Stored records:
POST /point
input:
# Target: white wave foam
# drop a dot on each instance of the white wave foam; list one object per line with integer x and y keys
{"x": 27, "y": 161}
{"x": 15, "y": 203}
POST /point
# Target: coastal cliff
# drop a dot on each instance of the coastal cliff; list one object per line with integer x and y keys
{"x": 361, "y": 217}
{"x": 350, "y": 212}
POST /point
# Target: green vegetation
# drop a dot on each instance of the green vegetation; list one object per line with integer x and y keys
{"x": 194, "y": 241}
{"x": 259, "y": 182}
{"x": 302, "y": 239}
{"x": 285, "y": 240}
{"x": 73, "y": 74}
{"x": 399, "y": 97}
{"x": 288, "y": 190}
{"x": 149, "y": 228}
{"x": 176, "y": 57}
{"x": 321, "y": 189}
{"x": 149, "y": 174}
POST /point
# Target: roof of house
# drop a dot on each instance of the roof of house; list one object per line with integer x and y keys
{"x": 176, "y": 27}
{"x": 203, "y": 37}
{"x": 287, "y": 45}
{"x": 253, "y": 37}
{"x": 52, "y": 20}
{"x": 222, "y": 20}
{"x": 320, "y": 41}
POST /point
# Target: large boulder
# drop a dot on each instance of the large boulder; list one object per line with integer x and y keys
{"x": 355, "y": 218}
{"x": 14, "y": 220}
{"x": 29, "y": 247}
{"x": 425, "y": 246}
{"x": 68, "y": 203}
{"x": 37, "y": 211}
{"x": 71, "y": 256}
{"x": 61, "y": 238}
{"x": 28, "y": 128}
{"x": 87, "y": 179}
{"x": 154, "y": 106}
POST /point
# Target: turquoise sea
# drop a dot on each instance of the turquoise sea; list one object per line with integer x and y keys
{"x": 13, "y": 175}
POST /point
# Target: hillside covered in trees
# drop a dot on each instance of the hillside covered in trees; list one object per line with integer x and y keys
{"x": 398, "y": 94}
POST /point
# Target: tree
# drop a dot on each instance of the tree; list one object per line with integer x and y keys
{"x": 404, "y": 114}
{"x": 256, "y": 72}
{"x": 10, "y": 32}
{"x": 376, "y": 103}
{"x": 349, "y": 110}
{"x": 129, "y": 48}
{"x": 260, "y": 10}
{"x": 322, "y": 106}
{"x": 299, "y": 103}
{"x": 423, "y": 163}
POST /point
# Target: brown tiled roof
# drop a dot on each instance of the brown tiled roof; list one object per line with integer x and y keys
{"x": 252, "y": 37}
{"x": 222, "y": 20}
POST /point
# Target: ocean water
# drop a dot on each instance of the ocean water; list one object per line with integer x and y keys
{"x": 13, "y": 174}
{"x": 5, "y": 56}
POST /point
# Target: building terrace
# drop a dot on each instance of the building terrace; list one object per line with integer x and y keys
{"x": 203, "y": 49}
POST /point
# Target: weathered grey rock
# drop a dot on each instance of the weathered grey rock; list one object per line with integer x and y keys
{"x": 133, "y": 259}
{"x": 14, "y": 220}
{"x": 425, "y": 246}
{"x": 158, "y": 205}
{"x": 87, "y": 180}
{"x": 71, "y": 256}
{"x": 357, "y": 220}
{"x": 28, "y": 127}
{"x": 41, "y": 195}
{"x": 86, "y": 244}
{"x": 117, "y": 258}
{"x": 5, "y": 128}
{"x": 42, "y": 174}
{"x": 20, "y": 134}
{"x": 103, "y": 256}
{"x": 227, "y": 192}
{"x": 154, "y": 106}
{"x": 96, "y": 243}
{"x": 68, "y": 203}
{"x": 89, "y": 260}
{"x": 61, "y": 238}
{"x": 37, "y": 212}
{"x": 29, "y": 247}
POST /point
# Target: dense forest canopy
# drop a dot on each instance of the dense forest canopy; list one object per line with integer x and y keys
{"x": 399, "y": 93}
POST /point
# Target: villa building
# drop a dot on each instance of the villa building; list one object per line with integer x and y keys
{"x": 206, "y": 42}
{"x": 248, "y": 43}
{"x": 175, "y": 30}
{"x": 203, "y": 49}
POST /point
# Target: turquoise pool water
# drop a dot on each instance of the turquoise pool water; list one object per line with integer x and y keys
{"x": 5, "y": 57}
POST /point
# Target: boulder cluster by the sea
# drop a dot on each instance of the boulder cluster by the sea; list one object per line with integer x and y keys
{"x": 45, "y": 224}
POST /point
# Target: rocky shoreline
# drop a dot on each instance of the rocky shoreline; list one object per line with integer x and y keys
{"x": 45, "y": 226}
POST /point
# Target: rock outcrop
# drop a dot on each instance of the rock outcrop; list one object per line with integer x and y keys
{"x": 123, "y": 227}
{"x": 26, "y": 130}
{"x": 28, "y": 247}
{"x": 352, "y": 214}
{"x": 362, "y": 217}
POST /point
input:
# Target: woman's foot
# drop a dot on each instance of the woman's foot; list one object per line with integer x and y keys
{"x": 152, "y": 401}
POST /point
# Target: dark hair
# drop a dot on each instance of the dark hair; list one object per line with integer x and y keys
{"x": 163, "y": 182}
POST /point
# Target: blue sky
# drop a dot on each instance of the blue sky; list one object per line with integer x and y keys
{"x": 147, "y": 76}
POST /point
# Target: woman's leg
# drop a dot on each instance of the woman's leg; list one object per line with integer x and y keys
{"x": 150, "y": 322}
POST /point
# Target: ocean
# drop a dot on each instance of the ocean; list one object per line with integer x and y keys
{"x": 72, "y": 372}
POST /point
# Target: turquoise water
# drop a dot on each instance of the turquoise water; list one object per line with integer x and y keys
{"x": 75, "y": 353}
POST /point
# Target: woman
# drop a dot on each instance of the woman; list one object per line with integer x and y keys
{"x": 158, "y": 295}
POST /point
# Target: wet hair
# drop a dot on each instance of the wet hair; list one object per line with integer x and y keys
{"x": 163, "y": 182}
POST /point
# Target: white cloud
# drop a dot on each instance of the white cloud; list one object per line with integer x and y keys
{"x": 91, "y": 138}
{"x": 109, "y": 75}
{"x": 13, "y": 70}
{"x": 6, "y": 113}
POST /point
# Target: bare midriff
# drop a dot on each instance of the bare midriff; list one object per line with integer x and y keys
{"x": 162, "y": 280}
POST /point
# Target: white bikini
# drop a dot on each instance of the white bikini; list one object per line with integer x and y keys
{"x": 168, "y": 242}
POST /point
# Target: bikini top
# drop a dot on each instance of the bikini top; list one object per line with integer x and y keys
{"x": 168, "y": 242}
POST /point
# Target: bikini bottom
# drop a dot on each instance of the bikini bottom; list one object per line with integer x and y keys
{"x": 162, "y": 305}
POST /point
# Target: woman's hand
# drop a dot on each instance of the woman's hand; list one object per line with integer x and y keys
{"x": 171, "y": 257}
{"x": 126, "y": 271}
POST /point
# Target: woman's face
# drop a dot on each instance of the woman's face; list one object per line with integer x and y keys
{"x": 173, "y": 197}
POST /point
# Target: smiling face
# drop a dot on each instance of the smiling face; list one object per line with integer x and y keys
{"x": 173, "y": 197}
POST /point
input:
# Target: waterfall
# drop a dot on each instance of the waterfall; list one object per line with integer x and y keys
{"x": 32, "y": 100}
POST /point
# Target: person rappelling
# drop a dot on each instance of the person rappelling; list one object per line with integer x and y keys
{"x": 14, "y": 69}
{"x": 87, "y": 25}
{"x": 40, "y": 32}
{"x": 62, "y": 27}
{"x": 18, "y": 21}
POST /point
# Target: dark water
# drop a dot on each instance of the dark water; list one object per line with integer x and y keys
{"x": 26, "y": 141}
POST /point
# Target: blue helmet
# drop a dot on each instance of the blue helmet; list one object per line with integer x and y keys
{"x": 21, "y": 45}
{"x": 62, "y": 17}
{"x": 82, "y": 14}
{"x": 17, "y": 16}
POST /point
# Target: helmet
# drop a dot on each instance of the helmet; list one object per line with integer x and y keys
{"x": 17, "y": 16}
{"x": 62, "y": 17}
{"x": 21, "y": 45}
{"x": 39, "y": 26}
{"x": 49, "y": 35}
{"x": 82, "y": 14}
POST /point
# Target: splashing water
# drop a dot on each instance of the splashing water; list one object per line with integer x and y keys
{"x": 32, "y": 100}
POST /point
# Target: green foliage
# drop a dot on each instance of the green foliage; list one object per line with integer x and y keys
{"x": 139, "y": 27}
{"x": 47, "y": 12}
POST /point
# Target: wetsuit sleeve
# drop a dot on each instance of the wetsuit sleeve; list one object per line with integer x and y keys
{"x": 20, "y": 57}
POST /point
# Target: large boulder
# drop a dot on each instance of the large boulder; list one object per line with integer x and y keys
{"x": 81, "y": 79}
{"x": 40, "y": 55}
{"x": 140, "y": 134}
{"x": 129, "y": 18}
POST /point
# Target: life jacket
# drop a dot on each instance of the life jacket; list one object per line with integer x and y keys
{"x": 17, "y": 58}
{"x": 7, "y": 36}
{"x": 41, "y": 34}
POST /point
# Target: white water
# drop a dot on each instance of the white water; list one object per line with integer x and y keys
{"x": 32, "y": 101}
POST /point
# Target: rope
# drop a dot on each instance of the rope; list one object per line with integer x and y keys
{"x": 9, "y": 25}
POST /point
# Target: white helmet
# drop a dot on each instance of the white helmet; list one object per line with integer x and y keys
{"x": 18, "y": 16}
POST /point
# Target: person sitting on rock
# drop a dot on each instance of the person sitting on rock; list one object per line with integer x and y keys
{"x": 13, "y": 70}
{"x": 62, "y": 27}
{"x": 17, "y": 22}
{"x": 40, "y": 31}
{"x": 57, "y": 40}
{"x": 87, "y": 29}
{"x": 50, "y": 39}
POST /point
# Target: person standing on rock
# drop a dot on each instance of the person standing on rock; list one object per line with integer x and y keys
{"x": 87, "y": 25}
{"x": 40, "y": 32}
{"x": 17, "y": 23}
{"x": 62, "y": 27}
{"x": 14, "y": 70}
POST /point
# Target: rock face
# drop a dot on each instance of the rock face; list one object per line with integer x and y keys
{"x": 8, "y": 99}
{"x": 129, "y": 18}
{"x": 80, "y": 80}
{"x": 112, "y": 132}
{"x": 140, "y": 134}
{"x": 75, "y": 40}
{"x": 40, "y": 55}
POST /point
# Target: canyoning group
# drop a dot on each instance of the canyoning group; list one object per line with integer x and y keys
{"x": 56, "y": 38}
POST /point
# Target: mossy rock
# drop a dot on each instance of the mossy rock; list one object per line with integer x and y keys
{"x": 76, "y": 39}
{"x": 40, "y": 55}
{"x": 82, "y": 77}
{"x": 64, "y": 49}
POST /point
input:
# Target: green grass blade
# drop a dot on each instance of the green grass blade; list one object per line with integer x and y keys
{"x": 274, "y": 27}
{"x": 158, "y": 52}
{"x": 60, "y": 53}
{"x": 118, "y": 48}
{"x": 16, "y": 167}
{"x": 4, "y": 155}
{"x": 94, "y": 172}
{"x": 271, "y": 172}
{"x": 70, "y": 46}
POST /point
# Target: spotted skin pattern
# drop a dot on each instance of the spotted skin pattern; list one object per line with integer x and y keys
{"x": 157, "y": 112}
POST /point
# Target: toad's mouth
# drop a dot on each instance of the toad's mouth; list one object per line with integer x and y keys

Exercise description:
Which lines in the stored records above contain the string "canyoning", with case counting? Locate every one and copy it out.

Completed exercise:
# Target: canyoning group
# drop a dot on each instance of the canyoning group; list one object per line with integer x and y keys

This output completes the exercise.